◆ TASK TO COMPLETE ◆
Switch "exact" to "precise" in the part of the listing that runs from its start through the line containing "box: [70, 129, 78, 153]", and return only those lines with nothing else altered.

=== Section Start ===

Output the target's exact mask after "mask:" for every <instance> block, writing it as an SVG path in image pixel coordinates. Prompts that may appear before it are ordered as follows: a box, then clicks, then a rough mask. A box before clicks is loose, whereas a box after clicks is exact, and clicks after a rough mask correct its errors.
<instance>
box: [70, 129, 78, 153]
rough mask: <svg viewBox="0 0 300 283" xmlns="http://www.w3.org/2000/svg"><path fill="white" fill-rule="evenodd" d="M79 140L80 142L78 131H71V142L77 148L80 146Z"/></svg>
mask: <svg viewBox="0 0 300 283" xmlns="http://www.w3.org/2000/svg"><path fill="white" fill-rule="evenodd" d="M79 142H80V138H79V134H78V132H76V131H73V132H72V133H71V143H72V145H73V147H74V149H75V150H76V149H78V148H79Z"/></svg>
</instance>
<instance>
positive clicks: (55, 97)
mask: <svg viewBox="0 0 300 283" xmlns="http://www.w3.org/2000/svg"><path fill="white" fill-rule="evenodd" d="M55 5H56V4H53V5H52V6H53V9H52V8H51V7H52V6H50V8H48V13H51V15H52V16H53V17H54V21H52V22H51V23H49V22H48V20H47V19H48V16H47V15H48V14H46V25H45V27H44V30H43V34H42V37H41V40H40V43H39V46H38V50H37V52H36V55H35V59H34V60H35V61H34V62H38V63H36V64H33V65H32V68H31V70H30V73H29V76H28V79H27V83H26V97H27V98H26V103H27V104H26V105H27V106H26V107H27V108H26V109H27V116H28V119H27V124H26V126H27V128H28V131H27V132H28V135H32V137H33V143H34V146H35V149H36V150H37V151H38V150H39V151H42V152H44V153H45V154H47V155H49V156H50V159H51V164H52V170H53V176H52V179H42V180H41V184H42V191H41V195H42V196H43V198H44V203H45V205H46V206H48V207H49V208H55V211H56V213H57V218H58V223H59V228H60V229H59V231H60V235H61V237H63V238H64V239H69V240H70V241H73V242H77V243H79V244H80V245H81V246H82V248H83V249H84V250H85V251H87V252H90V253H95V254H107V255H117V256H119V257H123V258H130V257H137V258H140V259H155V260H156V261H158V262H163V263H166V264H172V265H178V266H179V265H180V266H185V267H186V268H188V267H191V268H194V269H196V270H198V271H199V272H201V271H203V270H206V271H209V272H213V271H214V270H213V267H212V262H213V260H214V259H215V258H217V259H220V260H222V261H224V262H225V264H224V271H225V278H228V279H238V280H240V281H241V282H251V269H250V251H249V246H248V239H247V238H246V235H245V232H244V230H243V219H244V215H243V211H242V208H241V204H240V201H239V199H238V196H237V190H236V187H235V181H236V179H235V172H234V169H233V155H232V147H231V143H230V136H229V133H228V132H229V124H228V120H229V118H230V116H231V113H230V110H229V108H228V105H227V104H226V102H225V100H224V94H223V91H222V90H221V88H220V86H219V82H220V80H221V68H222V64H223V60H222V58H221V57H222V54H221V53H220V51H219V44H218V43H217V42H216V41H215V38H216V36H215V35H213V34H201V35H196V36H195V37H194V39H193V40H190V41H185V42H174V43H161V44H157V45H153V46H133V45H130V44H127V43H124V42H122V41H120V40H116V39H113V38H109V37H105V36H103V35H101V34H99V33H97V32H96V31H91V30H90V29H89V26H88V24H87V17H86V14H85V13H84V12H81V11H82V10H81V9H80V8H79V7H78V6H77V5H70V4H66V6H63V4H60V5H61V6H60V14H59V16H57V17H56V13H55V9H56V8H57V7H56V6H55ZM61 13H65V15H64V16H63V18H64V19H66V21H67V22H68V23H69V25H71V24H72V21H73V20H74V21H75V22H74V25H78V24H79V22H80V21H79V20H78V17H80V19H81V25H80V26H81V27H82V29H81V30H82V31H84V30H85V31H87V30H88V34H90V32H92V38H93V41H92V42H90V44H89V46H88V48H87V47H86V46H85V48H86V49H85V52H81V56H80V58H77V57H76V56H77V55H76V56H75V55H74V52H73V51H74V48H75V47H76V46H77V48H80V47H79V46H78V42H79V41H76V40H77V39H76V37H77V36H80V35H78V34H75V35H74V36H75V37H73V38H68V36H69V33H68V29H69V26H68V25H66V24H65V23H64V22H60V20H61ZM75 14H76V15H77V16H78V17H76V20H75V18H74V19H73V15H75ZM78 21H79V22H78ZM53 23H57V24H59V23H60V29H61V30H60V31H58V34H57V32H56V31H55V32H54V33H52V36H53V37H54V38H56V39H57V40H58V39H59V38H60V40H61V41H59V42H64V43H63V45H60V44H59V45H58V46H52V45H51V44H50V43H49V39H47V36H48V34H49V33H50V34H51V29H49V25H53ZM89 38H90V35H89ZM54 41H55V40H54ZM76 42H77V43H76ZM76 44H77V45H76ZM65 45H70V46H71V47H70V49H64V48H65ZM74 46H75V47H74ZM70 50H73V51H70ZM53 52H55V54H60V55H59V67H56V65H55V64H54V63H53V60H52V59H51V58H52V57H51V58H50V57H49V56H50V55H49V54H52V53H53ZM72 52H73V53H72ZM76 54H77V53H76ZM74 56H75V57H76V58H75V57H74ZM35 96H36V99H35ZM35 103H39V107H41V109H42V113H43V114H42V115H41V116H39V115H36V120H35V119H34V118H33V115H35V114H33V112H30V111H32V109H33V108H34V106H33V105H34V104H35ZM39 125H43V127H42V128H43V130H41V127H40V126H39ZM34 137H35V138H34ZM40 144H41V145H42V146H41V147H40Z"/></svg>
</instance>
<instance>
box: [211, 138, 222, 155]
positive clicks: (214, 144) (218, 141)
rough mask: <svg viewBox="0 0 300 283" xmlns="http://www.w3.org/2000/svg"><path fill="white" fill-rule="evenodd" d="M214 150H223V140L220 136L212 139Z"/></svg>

=== Section End ===

◆ WRITTEN SOLUTION ◆
Output the target's precise mask after "mask:" for every <instance> block, writing it as an SVG path in image pixel coordinates. Prompts that may appear before it are ordered as follows: a box, then clicks, then a rough mask. A box before clicks is loose, whereas a box after clicks is precise, and clicks after a rough mask correct its errors.
<instance>
box: [70, 129, 78, 153]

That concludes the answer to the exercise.